I’m sad about the disruption of school for my daughter. It sucks to go from living in the dorm, hanging out with friends, etc to classes from your couch home alone. That is not what the college experience should be. I’m sad that my kids live in a world where they can’t go to school because they might get sick.
I know that everyone says that mass gatherings are a bad idea, but I’m also hoping that March Madness goes on as planned. It is one of my favorite times of the year. I have been looking forward to it. It would be a nice break from all of the bad parts of life right now.
I’m worried that the conference I am supposed to attend in May will be canceled. It was another thing I was looking forward to give me a break from real life. I was supposed to have a week of one day at work, one day at our staff professional development day and then three days at a conference. It’s possible that will change to five days stressed and depressed at work. It seems all of the good stuff is going away but my life in a public building remains business as usual.
It will be nice to have my daughter at home. I won’t have hours at home alone anymore. It’s possible that my wife will also eventually be transitioned to mainly telework so I will come home to two people at the house. My son will continue living at his house so it won’t bring the entire family back to the house, but he still comes home once a week for dinner, so we will have more time together as a full family.
I know it won’t happen, but I will admit that I wish the decision would be made to close public buildings and that I would be forced to stay at home. Maybe me being at home for a time cleaning and cooking full time would convince my wife that it should be a permanent thing.
So, that is where my head is at this morning. Looking forward to the day when my thoughts aren’t consumed by how all of this will affect my life.

### Directions
**a)** According to the personal essay, how many days was the writer supposed to spend at the conference in May?
**b)** Translate this sentence from the personal essay into Spanish: "It will be nice to have my daughter at home."
**c)** Reproduce the passage of the personal essay starting at "I know it won’t" and ending at "affect my life.".

### Collected material
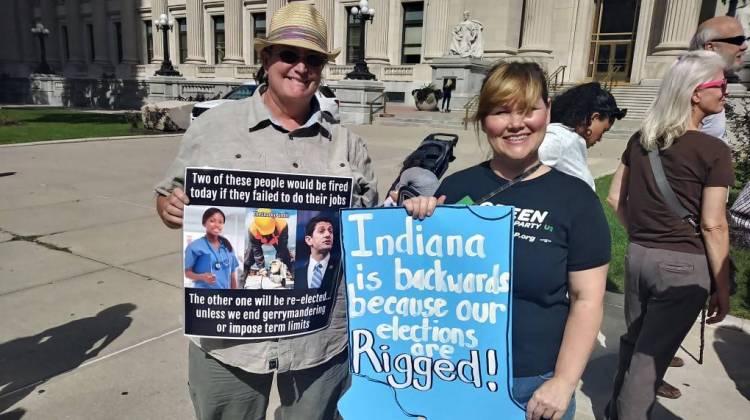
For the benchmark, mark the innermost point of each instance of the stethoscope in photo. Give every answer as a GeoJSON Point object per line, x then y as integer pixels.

### Correct answers
**a)** Three days.

**b)** Será agradable tener a mi hija en casa.

**c)**
I know it won’t happen, but I will admit that I wish the decision would be made to close public buildings and that I would be forced to stay at home. Maybe me being at home for a time cleaning and cooking full time would convince my wife that it should be a permanent thing.
So, that is where my head is at this morning. Looking forward to the day when my thoughts aren’t consumed by how all of this will affect my life.